▶ [Activity A] Please repeat the BUDOVA documentation word for word between "The speech dataset target" and "echo cancellation off.", inclusive.
▶ [Activity B] In the BUDOVA documentation below, turn the paragraph beginning "Quality target: SNR ≥ 20 dB" into a short bulleted list that keeps its main facts.
▶ [Activity C] According to the BUDOVA documentation that follows, what is the maximum size allowed for each uploaded audio file?

▶ [Supplied passage]
=== Begin Enclosure ===

Documentation

Technical documentation for the BUDOVA datasets, models, and tools.

Overview

BUDOVA (Building Ukrainian Domain-Specific, Open Voice & Text Archives) is a comprehensive Ukrainian construction-domain language dataset. This documentation covers the structure, usage, and technical details of all project resources.

All datasets are hosted on Hugging Face and Zenodo under open licenses.

Speech Dataset

The speech dataset target is 100+ hours of annotated construction speech recordings from across Ukraine, covering Northern (Polesian, Slobozhanian), Southwestern (Volynian, Galician, Podilian, Transcarpathian, Bukovynian, Hutsul, Boiko, Lemko), and Southeastern (Steppe) dialect groups. The corpus is under active collection — current size is exposed at /api/coverage.

Accepted upload formats: WAV, MP3, OGG, FLAC, WebM, M4A (≤ 50 MB per file). WAV (16-bit mono PCM at 48 kHz) is the preferred external-DAW export — see docs/recording-spec.md.

Browser recorder: 48 kHz mono WebM/Opus (or MP4/AAC on Safari), AGC / noise suppression / echo cancellation off.

Quality target: SNR ≥ 20 dB. WAV uploads are analyzed server-side (percentile-energy VAD) and the SNR is stored on the row; below-threshold uploads generate a qualityWarning but are not blocked.

Content types:

On-site discussions and briefings
Safety protocol readings
Technical consultations
Construction planning meetings

Annotations: manual transcription via the in-app editor; speaker IDs are auto-assigned pseudonyms (SPK-NNN); region tag = speaker dialect origin, not recording location.

Text Corpus

The text corpus contains 100M+ tokens of construction documentation with NER annotations.

Document types:

DBN building codes (ДБН)
Technical specifications
Safety protocols
Project documentation
Construction contracts

Format: JSON-lines with the following structure per document:

{
  "id": "doc_001",
  "text": "...",
  "source": "dbn",
  "entities": [
    {"start": 0, "end": 15, "label": "MATERIAL", "text": "..."}
  ],
  "metadata": {"year": 2024, "category": "safety"}
}

Construction Lexicon

A bilingual (Ukrainian–English) construction terminology dictionary containing 5–10K domain terms.

Coverage:

Building materials and composites
Construction techniques and methods
Safety standards and equipment
Regulatory and legal terminology
Tools, machinery, and instrumentation

Format: Structured JSON with Ukrainian term, English translation, definition, usage examples, and domain category.

Download Instructions

You can access BUDOVA datasets using the Hugging Face datasets library:

pip install datasets

Load the speech dataset:

from datasets import load_dataset

speech = load_dataset("budova/speech-uk-construction")
print(speech["train"][0])

Load the text corpus:

from datasets import load_dataset

corpus = load_dataset("budova/text-uk-construction")
print(corpus["train"].features)

=== End Enclosure ===

▶ [Record excerpts]
=== Begin Enclosure ===

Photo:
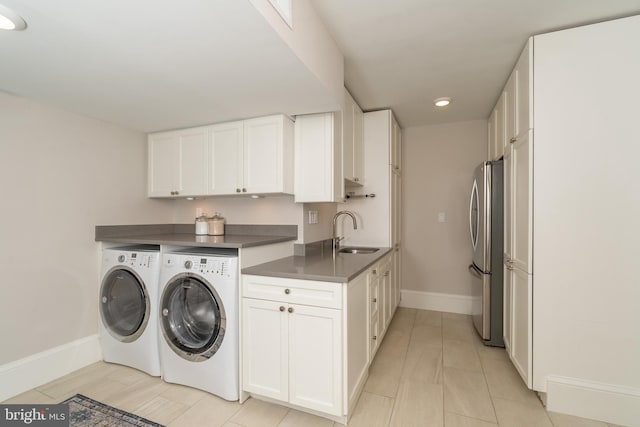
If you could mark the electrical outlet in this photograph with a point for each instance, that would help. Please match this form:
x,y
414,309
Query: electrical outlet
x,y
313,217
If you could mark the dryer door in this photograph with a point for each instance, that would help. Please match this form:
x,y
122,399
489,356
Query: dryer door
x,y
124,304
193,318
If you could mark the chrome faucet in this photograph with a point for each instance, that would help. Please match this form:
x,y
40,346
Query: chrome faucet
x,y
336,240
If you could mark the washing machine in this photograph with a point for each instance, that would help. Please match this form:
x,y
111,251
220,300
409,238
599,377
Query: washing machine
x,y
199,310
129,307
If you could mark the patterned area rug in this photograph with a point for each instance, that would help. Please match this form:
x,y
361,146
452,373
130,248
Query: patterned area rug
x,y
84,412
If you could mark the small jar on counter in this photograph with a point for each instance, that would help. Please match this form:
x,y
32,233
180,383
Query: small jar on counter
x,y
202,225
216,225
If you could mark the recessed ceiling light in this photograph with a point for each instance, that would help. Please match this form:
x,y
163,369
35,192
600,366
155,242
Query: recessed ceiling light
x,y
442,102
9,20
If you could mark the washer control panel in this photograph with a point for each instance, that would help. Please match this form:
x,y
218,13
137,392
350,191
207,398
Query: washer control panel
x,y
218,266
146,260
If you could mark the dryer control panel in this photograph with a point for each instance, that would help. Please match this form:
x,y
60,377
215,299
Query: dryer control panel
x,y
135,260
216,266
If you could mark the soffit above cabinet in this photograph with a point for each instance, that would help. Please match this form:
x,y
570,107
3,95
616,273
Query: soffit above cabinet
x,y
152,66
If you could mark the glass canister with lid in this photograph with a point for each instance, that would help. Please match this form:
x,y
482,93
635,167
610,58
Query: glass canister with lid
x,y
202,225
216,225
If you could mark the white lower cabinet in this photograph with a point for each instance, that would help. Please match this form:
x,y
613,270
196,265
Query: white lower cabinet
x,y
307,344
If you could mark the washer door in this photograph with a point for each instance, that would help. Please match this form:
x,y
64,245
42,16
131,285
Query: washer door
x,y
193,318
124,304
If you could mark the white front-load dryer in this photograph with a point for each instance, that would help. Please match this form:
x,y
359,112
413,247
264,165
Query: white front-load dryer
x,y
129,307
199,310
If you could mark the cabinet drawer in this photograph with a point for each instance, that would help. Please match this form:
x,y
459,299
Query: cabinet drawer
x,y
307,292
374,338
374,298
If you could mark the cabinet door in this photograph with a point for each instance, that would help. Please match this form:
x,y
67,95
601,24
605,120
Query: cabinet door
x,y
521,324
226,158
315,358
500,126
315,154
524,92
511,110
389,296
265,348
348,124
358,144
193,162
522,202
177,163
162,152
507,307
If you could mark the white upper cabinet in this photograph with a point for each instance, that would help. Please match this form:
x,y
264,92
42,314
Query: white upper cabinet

=== End Enclosure ===

▶ [Response area A]
The speech dataset target is 100+ hours of annotated construction speech recordings from across Ukraine, covering Northern (Polesian, Slobozhanian), Southwestern (Volynian, Galician, Podilian, Transcarpathian, Bukovynian, Hutsul, Boiko, Lemko), and Southeastern (Steppe) dialect groups. The corpus is under active collection — current size is exposed at /api/coverage.

Accepted upload formats: WAV, MP3, OGG, FLAC, WebM, M4A (≤ 50 MB per file). WAV (16-bit mono PCM at 48 kHz) is the preferred external-DAW export — see docs/recording-spec.md.

Browser recorder: 48 kHz mono WebM/Opus (or MP4/AAC on Safari), AGC / noise suppression / echo cancellation off.

▶ [Response area B]
- Quality target: SNR of at least 20 dB.
- WAV uploads are analyzed server-side using percentile-energy VAD.
- The measured SNR is stored on the row.
- Uploads below the threshold generate a qualityWarning but are not blocked.

▶ [Response area C] 50 MB per file.